Между тем ураган последних трех актов посерьезнее бури первых.

Клевета Яго молниеносно попадает в цель и со страшной стремительностью все отравляет.

И тут, мне кажется, не следует бояться почти что абсурдного нагромождения событий.

Действие начинает сбиваться с определенного, размеренного ритма. Как будто машину пустили без тормозов под откос. Она все развивает и развивает скорость. Чтобы в конце концов, столкнувшись с чем-то, вдребезги разбиться.

И только когда Дездемона уже мертва, наступает медленный и долгий финал прозрения.

Теперь, в абсолютной неторопливости, нужно сделать анализ происходившего.

Чтобы понять — отчего так внезапно рождаются беды.
* * *

«Режиссер, — писал о наших “Трех сестрах” один из критиков, — решил поспорить со спектаклем Художественного театра, противопоставить позитивной сути его замысла негативную позицию примирения с жизнью пошлой, мелкой, ничтожной».

Все очень просто: позитивная, негативная. Если не черное, то белое.

Но, во-первых, позитивная суть мхатовского спектакля, если подумать, не так уж проста. А во-вторых, что же это за примирение с пошлостью в наших героях и где оно?

Конечно, пошлость может проникнуть в людей тихонечко и незаметно. Но предполагать наше преднамеренное {218} желание опошлить Вершинина и Тузенбаха — это уж слишком.

Иногда критикам кажется, что они должны оберегать от нас классическую литературу. А кто от них будет оберегать нас? Впрочем, это уже в шутку.

«Вы создали людей мелких и не одухотворенных, истеричных и не цельных. Вы создали людей слабых, а не сильных». Я вспоминаю, возможно, вне всякой зависимости от спектакля, что нечто подобное когда-то говорили автору пьесы.

И вот возникает естественная мысль, что на одно и то же явление в искусстве могут существовать два разных взгляда. И пока чеховская пьеса не стала классикой, для одних она была примирением с пошлостью, для других — настоящей поэзией.

Причем люди обосновывали это и доказывали.

Но вот умирает великий писатель, проходит время; меняются люди, меняются условия жизни, меняются нравы. И вот уже подполковник Вершинин, допустим, представляется мне не таким барственным и аристократичным. Ведь он — перелетная птица: год в этом городе, а год в ином. И всегда поэтому город для него чужой и чужие в этом городе улицы.

И сумасшедшая жена, поссорившись с которой он в девять утра, не поевши, убегает из дому. И две девочки, которые часто болеют. И это чувство долга в крови. И эта тайная любовь к замужней женщине. И эта тоска о лучшей жизни через двести — триста лет.

И еловая аллея (В МХАТ — березовая) видится уже не так, и Чебутыкин уже не так произносит свой монолог, и в этом «не так» уже нет ничего удивительного.

ЗАДАНИЕ 1: Перепишите слово в слово кусок текста о спектаклях от «И сумасшедшая жена, поссорившись» до «нет ничего удивительного.».
ЗАДАНИЕ 2: Допишите текст о спектаклях дальше, начиная сразу после его последнего предложения.
Позиции ниже — отдельный материал, с текстом о спектаклях они не связаны.

ИСХОДНЫЕ МАТЕРИАЛЫ:
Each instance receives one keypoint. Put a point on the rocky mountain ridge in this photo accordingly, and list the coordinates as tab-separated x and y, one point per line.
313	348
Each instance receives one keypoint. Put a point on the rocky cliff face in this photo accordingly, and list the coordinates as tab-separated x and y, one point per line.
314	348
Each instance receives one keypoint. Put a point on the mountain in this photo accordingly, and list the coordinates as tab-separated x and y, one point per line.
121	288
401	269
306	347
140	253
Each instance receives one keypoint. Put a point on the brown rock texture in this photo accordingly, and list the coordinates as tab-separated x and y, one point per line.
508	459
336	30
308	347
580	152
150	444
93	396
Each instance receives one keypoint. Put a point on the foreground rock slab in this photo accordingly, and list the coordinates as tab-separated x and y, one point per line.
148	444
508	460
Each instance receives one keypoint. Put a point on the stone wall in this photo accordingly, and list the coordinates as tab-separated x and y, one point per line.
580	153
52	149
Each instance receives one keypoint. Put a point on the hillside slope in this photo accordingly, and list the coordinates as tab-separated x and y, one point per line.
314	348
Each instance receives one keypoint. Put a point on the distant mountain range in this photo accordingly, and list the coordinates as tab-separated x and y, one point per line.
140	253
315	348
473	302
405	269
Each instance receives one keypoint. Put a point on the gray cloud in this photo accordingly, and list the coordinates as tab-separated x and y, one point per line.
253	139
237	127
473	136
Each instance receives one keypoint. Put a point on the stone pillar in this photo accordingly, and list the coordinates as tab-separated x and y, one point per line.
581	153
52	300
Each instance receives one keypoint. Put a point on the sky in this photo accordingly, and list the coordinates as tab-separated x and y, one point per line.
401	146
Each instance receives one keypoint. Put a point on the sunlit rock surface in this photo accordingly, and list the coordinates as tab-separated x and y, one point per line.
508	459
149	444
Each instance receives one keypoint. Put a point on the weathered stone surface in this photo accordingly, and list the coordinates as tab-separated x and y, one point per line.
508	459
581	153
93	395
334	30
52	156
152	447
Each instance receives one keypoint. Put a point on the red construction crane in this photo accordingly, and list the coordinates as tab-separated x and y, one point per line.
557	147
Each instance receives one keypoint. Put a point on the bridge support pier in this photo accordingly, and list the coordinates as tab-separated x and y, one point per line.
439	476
--
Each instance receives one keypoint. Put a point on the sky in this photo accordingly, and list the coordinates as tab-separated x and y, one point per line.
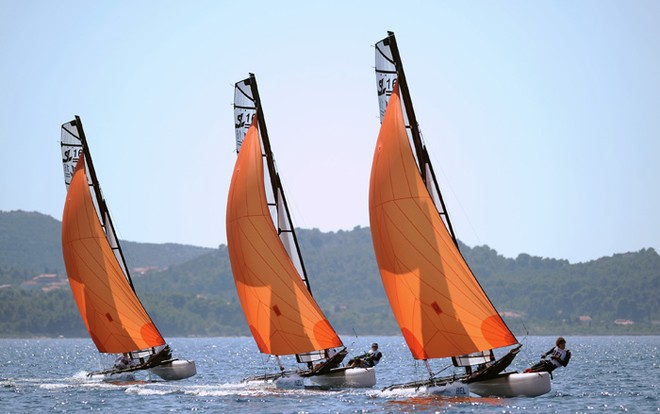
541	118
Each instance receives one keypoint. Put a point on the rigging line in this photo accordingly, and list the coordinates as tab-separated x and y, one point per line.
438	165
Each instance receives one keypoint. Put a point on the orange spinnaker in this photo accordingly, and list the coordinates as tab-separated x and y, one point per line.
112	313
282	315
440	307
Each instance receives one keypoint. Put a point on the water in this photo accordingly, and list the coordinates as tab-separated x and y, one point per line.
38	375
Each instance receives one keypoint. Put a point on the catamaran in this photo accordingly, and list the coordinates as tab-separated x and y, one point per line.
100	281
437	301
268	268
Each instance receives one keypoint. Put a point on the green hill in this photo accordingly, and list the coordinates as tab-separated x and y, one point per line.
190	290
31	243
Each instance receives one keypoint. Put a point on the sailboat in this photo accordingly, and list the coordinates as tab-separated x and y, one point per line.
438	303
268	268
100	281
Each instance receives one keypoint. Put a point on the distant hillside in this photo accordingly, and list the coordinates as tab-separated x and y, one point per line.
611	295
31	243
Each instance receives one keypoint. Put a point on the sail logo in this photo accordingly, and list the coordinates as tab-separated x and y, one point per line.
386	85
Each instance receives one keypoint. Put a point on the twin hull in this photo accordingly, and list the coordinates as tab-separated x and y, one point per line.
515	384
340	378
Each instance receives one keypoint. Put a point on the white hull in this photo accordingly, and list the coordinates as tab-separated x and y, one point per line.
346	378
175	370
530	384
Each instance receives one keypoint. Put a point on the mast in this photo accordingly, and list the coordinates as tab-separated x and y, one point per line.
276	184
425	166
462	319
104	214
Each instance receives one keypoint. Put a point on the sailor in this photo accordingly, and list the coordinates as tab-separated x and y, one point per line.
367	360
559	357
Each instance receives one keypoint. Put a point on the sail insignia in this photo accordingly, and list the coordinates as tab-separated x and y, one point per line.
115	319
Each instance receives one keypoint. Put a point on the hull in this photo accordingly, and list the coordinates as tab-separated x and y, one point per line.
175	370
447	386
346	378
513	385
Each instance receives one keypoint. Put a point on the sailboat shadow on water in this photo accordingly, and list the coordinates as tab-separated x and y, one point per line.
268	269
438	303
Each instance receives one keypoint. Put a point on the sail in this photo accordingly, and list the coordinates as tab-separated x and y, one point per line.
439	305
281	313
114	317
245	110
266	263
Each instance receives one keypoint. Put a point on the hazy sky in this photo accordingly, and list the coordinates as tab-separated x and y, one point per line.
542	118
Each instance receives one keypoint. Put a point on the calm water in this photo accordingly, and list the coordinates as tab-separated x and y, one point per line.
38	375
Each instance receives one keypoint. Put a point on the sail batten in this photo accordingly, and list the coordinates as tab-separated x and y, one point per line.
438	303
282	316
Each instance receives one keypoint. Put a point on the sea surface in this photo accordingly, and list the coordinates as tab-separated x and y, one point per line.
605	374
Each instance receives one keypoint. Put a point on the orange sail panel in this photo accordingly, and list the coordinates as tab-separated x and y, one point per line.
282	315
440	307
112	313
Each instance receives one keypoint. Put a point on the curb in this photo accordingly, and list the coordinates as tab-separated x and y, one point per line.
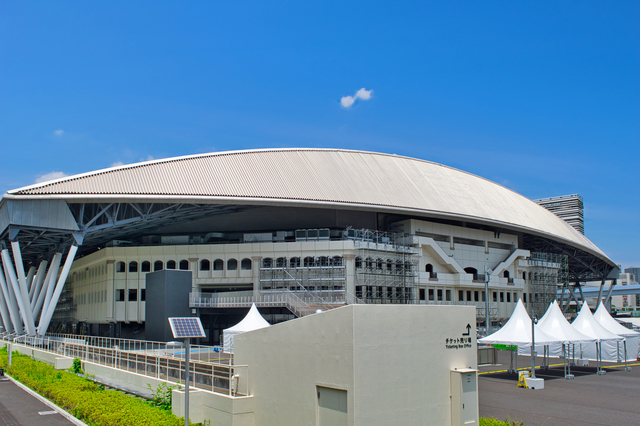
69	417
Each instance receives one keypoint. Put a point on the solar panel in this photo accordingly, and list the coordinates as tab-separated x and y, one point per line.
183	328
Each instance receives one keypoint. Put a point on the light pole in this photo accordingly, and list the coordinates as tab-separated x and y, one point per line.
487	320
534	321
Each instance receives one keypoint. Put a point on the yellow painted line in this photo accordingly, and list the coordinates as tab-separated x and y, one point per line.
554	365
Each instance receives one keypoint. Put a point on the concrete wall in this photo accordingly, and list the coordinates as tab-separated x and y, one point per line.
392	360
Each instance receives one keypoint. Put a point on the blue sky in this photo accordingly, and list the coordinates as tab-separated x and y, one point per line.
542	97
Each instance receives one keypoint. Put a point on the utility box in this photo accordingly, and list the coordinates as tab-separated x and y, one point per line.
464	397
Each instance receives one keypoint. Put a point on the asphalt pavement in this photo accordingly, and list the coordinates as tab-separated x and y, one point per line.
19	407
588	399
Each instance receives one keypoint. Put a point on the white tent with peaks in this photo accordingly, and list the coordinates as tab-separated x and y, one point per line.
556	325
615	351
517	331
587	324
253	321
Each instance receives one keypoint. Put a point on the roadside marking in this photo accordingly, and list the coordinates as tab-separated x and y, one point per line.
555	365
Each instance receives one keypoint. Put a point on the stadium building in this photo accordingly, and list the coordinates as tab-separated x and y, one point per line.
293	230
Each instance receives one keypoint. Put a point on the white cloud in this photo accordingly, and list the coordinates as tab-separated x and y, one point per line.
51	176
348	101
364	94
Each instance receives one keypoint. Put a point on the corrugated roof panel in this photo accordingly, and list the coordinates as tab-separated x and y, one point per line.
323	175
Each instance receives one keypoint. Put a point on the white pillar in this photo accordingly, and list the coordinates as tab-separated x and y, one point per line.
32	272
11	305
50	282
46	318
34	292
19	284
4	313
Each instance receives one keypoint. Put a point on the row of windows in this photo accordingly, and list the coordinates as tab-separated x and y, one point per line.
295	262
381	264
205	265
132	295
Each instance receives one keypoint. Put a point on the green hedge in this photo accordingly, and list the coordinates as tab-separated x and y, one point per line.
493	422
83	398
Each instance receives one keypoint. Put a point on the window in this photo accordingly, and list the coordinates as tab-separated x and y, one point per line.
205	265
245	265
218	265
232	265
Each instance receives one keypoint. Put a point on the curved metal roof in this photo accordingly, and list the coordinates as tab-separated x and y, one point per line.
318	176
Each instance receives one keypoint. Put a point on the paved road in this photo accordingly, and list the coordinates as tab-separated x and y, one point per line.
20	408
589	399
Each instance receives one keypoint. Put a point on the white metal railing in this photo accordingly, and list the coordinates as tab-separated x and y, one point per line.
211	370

ОТВЕТ 1:
И сумасшедшая жена, поссорившись с которой он в девять утра, не поевши, убегает из дому. И две девочки, которые часто болеют. И это чувство долга в крови. И эта тайная любовь к замужней женщине. И эта тоска о лучшей жизни через двести — триста лет.

И еловая аллея (В МХАТ — березовая) видится уже не так, и Чебутыкин уже не так произносит свой монолог, и в этом «не так» уже нет ничего удивительного.

ОТВЕТ 2:
Но затем вдруг с удивлением обнаруживаешь, что товарищ, который учился, сидя на той же скамье, что и ты, видит и мыслит совсем иначе, и пугаешься этого, а потом {219} понимаешь, что и это жизнь, что это и есть единство разного, которое эту жизнь составляет.

И тогда остается еще и еще раз проверить свою позицию. А проверяя, я понимаю, что ставил спектакль от любви к Чехову. И от желания сделать его сегодня нужным. И от любви к людям, которых он изобразил.

Но не от той любви, которая выше реального, выше боли, выше сострадания, выше грусти. А от той, которая все это впитывает.

Не от той, которая слепа к пространству, что отделяет нас от автора, а от той, которая и это пространство впитывает. Пространство, наполненное таким количеством изменений и в жизни и в искусстве…
Нет, я не хочу защищать теперь свой спектакль. Прошло время, и я вижу в нем множество ошибок, но — «примирение с пошлостью»? И вот я думаю — почему так могло показаться?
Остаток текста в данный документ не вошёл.